BEGIN TASK MATERIAL

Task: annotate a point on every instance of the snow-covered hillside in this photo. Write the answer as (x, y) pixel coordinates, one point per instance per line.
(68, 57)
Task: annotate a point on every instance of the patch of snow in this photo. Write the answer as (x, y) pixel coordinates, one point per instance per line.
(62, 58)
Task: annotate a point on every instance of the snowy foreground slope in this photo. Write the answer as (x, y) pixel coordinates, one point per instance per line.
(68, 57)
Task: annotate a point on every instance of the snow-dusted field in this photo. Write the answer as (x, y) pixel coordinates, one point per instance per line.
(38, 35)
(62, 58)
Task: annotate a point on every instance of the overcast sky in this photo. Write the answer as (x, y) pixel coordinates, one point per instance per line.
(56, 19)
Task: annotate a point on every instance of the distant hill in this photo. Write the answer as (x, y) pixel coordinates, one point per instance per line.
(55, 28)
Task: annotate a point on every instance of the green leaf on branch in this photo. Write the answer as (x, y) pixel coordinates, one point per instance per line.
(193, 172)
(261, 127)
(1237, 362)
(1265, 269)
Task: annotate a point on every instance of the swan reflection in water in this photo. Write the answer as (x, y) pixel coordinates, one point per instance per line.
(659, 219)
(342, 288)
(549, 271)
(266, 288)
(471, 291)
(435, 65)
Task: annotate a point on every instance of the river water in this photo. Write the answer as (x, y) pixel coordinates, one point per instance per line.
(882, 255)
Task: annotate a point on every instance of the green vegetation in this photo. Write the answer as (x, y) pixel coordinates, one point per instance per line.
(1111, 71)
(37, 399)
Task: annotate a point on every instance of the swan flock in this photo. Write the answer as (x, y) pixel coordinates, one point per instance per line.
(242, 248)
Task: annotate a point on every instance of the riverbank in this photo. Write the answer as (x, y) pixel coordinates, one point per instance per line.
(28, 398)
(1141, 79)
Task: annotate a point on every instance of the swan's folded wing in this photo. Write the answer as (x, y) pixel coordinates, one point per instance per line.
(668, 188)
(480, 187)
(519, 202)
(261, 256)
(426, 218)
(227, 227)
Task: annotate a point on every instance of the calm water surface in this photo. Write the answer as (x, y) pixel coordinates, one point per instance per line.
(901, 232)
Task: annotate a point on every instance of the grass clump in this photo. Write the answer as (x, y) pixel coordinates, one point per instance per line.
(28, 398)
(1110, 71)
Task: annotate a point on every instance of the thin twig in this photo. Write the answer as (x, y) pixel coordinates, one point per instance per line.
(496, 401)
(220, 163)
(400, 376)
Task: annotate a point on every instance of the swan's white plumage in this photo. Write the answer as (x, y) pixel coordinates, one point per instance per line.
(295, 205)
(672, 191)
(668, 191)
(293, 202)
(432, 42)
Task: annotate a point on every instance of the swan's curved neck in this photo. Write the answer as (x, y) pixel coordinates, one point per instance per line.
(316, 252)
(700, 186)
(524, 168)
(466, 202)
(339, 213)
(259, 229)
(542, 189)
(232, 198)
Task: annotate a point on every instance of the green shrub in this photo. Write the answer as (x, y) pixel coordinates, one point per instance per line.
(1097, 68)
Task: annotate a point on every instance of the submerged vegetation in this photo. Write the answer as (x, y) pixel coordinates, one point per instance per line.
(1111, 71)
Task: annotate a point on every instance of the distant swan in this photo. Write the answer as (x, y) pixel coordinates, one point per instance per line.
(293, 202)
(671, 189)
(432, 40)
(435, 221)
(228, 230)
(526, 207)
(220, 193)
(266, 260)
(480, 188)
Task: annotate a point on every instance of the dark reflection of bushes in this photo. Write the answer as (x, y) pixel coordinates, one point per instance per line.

END TASK MATERIAL

* _WHAT YOU WILL DO_: Repeat all of the records above word for word, without changing anything.

* _WRITTEN SOLUTION_:
Task: annotate a point on every instance of the snow-covered hillside in this photo. Write the answer as (x, y) pixel coordinates, one point per instance per line.
(68, 57)
Task: annotate a point on every instance of the patch of snow in this photo. Write the answer as (x, y) pixel coordinates, one point per instance per line.
(62, 58)
Task: annotate a point on every instance of the snowy foreground slope in this photo. Write the answer as (x, y) pixel coordinates, one point per instance per line.
(68, 57)
Task: annotate a point on every instance of the snow-dusted field in this photo. Write the answer as (x, y) pixel coordinates, one point per instance per line.
(38, 35)
(62, 58)
Task: annotate a point on every instance of the overcast sky in this photo. Write the answer as (x, y) pixel coordinates, one point per instance per line.
(56, 19)
Task: annotate a point on every instance of the distant hill in this photo. Write the answer as (x, y) pixel coordinates, one point per instance per line.
(55, 28)
Task: annotate a point on every instance of the green leaf on branch in this photo. Write the answer as (x, y) pixel coordinates, one point per instance per line.
(193, 172)
(261, 127)
(1237, 362)
(1265, 269)
Task: annotate a point on every instance of the swan reflection in water in this photo. Write the answer as (x, y) pixel coordinates, one point per instance per line.
(659, 219)
(342, 288)
(549, 271)
(266, 288)
(471, 291)
(435, 65)
Task: annotate a point on every instance of the river water in this photo. Write the answer as (x, y) pixel coordinates, one point per instance per line.
(882, 255)
Task: annotate a point on every instance of the green vegetation in this photo. Write the answer as (x, y) pixel coordinates, one point per instance per line.
(1111, 71)
(37, 399)
Task: annotate a point on every instance of the swan flock in this photo. Write the answer as (x, y) pixel coordinates, one point per instance per line.
(242, 248)
Task: annotate a point on every instance of the riverbank in this photo. Write the answer as (x, y) pixel coordinates, one point per instance per line.
(28, 398)
(1141, 79)
Task: annotate a point on every instance of the swan's folded wing in this photo. Write the answer as (x, y) pixel coordinates, one point per instance per line.
(668, 188)
(480, 187)
(519, 202)
(261, 256)
(426, 218)
(227, 227)
Task: annotate a point on every instance of the calm water surface in this photo. Write the answer as (x, y) pixel coordinates, one point per instance per line.
(901, 232)
Task: annotate a point on every instance of the grass clump in this photo. Write the answer as (x, y) pixel coordinates, one point per instance per line.
(28, 398)
(1110, 71)
Task: annotate a point on every instance of the thin twig in this photo. Write the answer as (x, y) pixel coordinates, one point per instance per line.
(496, 401)
(220, 163)
(400, 376)
Task: annotate a point on every instance of the swan's white plumage in this photo. Write the answer as (x, y) pixel coordinates, one point per instance per line.
(295, 205)
(672, 191)
(668, 191)
(293, 202)
(432, 42)
Task: annotate a point on every instance of the swan's curved neck in this photo. Write the answer as (x, y) pixel coordinates, one point per instance per line.
(316, 252)
(700, 186)
(524, 168)
(466, 202)
(339, 213)
(259, 229)
(542, 189)
(232, 198)
Task: annotate a point on every instance of the green shrub in this photo. Write the answer as (x, y) pixel coordinates, one point per instance per line.
(1097, 68)
Task: annotate a point on every instance of the submerged vegetation in this photo. Write the answer as (x, y) pixel coordinates, one point per instance per line.
(1111, 71)
Task: annotate a point on every instance of the distant swan in this photo. Write the answer as (x, y) pixel coordinates, one point per instance per line.
(293, 202)
(671, 189)
(432, 40)
(435, 221)
(228, 230)
(526, 207)
(220, 193)
(266, 260)
(480, 188)
Task: annotate a point on every instance of the dark reflection of bushes in this photo. Write the answer as (x, y) pixel coordinates, one point per instance per line.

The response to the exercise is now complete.